### Task objective
Extract the listing in its entirety, keeping each line identical to the original.
-- START OF Data for the task --
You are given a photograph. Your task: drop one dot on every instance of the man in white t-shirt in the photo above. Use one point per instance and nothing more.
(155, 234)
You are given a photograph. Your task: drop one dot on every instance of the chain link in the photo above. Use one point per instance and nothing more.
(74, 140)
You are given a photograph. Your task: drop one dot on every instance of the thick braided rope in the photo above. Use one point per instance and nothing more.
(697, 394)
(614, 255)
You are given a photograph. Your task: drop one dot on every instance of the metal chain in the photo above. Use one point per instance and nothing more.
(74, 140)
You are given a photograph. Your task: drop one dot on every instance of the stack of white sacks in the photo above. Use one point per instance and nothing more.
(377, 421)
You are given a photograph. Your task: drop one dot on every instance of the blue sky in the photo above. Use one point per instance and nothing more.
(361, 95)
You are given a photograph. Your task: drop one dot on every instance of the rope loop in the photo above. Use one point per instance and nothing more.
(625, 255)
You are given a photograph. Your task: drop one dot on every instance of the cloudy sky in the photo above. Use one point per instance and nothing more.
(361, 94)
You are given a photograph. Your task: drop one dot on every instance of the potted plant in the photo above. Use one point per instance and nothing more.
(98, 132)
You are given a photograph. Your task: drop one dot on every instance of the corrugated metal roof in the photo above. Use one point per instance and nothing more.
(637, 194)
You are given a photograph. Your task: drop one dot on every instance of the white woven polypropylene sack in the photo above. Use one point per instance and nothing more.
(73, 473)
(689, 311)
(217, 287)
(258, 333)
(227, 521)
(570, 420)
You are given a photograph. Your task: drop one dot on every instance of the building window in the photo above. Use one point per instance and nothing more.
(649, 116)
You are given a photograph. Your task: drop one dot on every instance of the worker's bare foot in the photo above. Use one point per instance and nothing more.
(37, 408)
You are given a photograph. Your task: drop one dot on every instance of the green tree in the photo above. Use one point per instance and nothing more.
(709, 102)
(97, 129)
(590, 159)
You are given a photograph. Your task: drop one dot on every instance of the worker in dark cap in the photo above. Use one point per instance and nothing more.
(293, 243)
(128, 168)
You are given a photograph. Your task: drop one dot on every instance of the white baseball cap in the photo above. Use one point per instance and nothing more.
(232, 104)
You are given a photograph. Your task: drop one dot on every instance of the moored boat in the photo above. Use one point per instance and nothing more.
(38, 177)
-- END OF Data for the task --
### Exercise output
You are given a photograph. Your task: drop one dot on every instance of the man in white t-shirt in the photo above. Use one point per instance and nothing more.
(155, 234)
You are given a photograph. Your task: drop one dot on every instance of the chain link in the photo above. Use one point per instance and nothing more.
(74, 140)
You are given a photograph. Your task: drop one dot on every instance of the thick braided rope in the photo above. Use one point per instance and nothing more.
(697, 394)
(614, 255)
You are given a photograph. Your task: drop one dot on every instance of the metal chain in the photo above. Use one point per instance and nothing more.
(74, 140)
You are given a photograph. Your task: drop one dot on every instance of the stack of white sacks in the photo above. Use one point per instance and nothing more.
(377, 421)
You are given a photograph. Your task: drop one dot on every instance of the blue sky in the photo above. Use one point per instance and nothing more.
(361, 95)
You are given a photograph. Your task: drop one dot on every instance of the rope loop in the photo above. Use one point per instance and nothing more.
(625, 255)
You are given a photograph. Your task: drop one dot on every instance of the cloudy sky in the photo above. Use one point per instance and nothing more.
(361, 94)
You are given a photograph. Your task: drop one dot on every instance of the potted plant in the photo above. Use one point per instance and nothing more.
(98, 132)
You are given a photograph. Your task: drop one dot on every instance of the corrugated metal roof in the photo above. Use one point per instance and nothing more.
(637, 194)
You are given a photograph. Your task: drop one dot on every instance of the white woven polypropylene sack in the photo above. Use one point per instance and nothing more.
(73, 473)
(689, 311)
(217, 287)
(258, 333)
(227, 521)
(570, 420)
You are given a photograph. Your task: drop one dot on every instance of the building window in the photo above. Use one point per instance and nothing more.
(649, 116)
You are given a photograph. Your task: drop one dot on every instance of the worker's bare foot in the photo above. Use one point per instance and nothing more.
(37, 408)
You are given a photograph. Your task: drop one dot on every instance of the green tree in the photo above. Use one point per instance and nothing more.
(709, 102)
(97, 129)
(590, 159)
You are given a photograph. Your task: drop one dot on every instance of the worker in dark cap in the photo above. Use one point per instance and nothing more.
(293, 243)
(128, 168)
You are given a photograph. Your task: drop one dot on every instance of the white baseball cap in the photo above. Use one point per instance and nothing more.
(232, 104)
You are given a photograph. Your task: drop one dot on every instance of the moored boat in the photo above. Use one point per instance and nothing more.
(38, 177)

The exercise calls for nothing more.